[DATA EXCERPTS Boundary: Start]

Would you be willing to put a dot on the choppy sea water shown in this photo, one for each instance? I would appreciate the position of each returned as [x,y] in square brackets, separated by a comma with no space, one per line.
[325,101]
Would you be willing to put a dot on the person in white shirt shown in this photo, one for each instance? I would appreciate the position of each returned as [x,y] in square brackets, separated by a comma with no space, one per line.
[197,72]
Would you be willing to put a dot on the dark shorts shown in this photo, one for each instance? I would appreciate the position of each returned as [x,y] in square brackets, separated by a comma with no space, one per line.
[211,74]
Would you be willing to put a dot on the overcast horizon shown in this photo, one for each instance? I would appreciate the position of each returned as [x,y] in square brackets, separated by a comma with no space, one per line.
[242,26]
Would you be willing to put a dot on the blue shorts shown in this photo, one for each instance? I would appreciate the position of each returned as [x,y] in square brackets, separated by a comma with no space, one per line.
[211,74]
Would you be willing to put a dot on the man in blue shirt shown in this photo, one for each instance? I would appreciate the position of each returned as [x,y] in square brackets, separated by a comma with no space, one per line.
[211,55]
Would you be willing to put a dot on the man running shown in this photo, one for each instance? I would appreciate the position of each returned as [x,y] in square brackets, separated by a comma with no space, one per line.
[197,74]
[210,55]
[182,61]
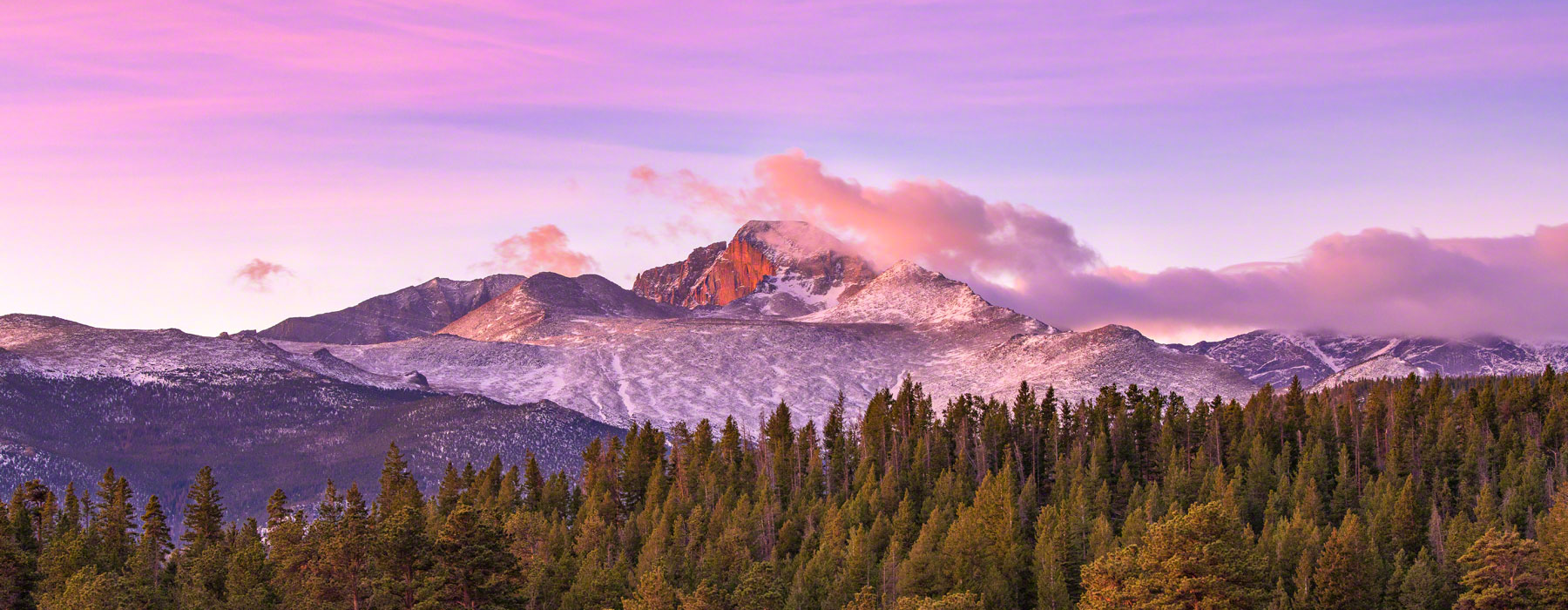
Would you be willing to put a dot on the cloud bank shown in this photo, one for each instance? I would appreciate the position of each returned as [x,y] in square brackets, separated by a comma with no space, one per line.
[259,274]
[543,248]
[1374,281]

[DATA EXCERPTS Boundary: End]
[DATA EXCERPTS Boundary: Start]

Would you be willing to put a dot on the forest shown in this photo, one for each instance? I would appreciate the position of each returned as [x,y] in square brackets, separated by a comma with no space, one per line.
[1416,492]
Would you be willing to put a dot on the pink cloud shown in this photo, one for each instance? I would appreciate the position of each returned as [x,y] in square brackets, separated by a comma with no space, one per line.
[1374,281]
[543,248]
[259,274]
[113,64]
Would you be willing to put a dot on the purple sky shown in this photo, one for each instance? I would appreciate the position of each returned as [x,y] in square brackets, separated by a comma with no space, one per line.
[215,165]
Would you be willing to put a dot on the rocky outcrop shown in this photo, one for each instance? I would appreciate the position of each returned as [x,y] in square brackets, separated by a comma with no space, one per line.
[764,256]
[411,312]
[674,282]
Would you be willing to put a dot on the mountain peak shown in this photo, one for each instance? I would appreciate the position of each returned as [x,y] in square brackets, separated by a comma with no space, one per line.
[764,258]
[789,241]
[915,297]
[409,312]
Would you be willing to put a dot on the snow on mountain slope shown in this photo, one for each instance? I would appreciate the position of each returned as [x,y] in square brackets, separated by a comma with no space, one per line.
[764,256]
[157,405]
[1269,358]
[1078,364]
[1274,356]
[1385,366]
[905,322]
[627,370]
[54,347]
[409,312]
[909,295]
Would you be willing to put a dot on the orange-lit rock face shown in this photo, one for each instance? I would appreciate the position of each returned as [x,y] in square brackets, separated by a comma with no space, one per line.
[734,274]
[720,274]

[DATA EXCERPTS Boundary: End]
[DATA EXCERPTS Boundary: Start]

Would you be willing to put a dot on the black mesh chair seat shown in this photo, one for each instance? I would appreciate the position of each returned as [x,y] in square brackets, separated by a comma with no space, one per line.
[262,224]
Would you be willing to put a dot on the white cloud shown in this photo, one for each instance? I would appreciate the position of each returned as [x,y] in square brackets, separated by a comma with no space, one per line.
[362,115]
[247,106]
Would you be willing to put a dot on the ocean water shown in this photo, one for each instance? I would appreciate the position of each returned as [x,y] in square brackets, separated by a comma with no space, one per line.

[DATA EXCERPTS Boundary: End]

WHAT YOU ARE ASKED TO DO:
Take the entries above and return only the lines from the one with "Would you be willing to put a dot on the white" to the one with "Would you be willing to put a dot on the ocean", both included, unchanged.

SOLUTION TO THIS PROBLEM:
Would you be willing to put a dot on the white cloud shown in this photo, one for each instance? I would appreciate the position of each returned as [x,y] in square brackets, separated by a comma with no space, one per line.
[362,115]
[247,106]
Would you be willing to put a dot on the ocean water shown in this photo, one for each instance? I would appreciate the position of each returned as [x,y] in square brackets, separated by a comma with no space, one per line.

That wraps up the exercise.